DOCUMENT SECTION Start Marker
However, Yole also frankly stated that although the mainstream deployment of high-end CPO solutions is mainly aimed at large cloud operators, there are still a large number of smaller enterprise data centers that have not yet adopted the latest interconnect technology, so the technology exchange is slower. This means that even if CPO becomes mainstream technology, pluggable modules will still be in high demand in several applications where CPO is technically or economically unfeasible, such as long-haul applications and edge data centers. For this reason, Yole predicts that pluggable technology will not be eliminated in the next 10 years. However, the pluggable optics industry may consolidate, and the CPO market will form a multi-supplier business model.

Future Efforts and Challenges

According to Yole, at the ECTC, there were also discussions about some introductions involving fan-out packaging methods, while others studied glass substrates. In addition, various interconnect technologies were discussed. Microbumps, TSV, RDL, silicon bridges, and silicon interposers are all experiencing technical improvements.

Yole reiterated that in the past few years, the semiconductor supply chain has been hit by situations such as Covid-19, chip and material shortages. This has caused disruptions in various aspects and has begun to prompt local governments to invest in domestic semiconductor production.At ECTC, they discussed the efforts of the CHIPS Act to introduce advanced packaging to North America. A strong collaboration and partnership between different elements of the domestic supply chain were observed, including design, equipment manufacturers, material and equipment suppliers, R&D institutions, and even OSATs.

In addition to carrying out more advanced packaging R&D activities in the United States, one of the goals is to support the transition from R&D to manufacturing and commercialization, but companies unanimously agree that there is a need for more cleanroom space, which requires infrastructure investment. This also takes time. In the United States, high labor costs, skill shortages, and funding requirements still hinder the development of the domestic supply chain. The same factors apply in Europe.

The heterogenous integration supported by advanced packaging is driven by the fact that the cost and difficulty of producing advanced front-end nodes today are higher. Historically, packaging has been an OSAT business, and they are still very important in this field. However, TSMC and IDMs (such as Samsung and Intel) have proposed advanced backend solutions in the past decade and have used their front-end capabilities to achieve 2.5D or 3D solutions, such as silicon interposers, silicon bridges, and hybrid bonding.

The performance level required by system requirements to meet the growing demands of digitalization, the rise of AI, and networks, 5G, and autonomous driving cannot be met solely by reducing silicon nodes due to the associated costs and yield losses. Therefore, attention is focused on advanced packaging to integrate chips from advanced or mature nodes to reduce system costs.

Advanced packaging, especially high-end performance packaging, will rely on overcoming challenges in placing multiple dies in the same package, increasing the spacing between dies, interconnect density, and bandwidth. Therefore, the industry is seeking heterogenous integration and hybrid bonding, while also researching new materials with cost-effectiveness and improved performance, as well as new technologies such as CPO, to elevate advanced packaging to a new level to meet the performance requirements of the next generation.
DOCUMENT SECTION End Marker
**TASK GOAL**
Reproduce the part of the advanced packaging text starting with "In addition to" and going on through "apply in Europe.". The records come from a different source than the advanced packaging text.
RECORD EXTRACTS Start Marker
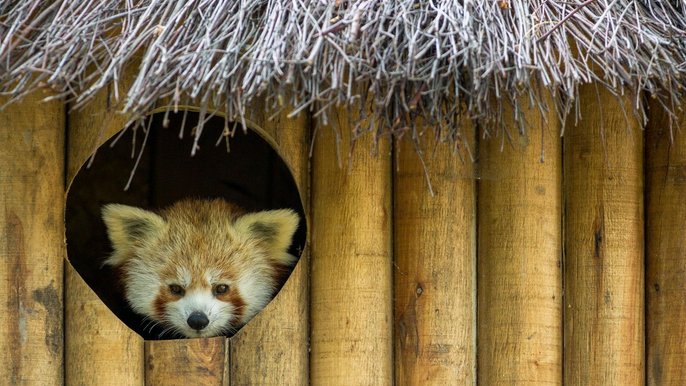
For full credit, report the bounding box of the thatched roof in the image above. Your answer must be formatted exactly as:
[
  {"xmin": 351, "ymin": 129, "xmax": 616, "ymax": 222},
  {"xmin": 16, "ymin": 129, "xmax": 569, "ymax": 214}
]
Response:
RECORD EXTRACTS End Marker
**ANSWER FOR THIS EXERCISE**
In addition to carrying out more advanced packaging R&D activities in the United States, one of the goals is to support the transition from R&D to manufacturing and commercialization, but companies unanimously agree that there is a need for more cleanroom space, which requires infrastructure investment. This also takes time. In the United States, high labor costs, skill shortages, and funding requirements still hinder the development of the domestic supply chain. The same factors apply in Europe.